Count the lines in the records below that contain the word "valley". State only the number.

---- Records shown

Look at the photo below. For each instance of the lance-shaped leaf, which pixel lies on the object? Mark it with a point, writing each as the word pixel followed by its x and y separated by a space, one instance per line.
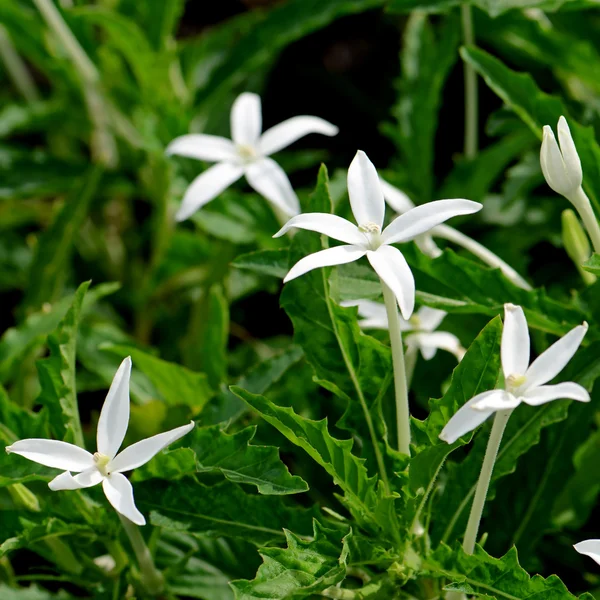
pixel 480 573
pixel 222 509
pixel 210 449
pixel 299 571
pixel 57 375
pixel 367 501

--------
---- Records shown

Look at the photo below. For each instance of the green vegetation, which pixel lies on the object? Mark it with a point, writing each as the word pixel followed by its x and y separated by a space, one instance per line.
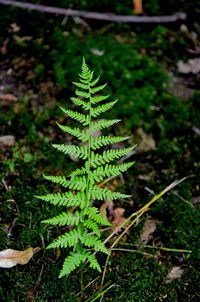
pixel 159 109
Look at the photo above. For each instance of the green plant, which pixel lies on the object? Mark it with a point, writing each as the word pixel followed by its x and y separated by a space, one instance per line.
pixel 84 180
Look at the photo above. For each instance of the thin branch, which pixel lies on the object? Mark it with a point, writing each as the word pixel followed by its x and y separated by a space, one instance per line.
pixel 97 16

--------
---- Records shown

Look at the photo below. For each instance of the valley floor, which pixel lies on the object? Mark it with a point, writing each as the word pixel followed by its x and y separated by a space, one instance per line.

--------

Answer to the task
1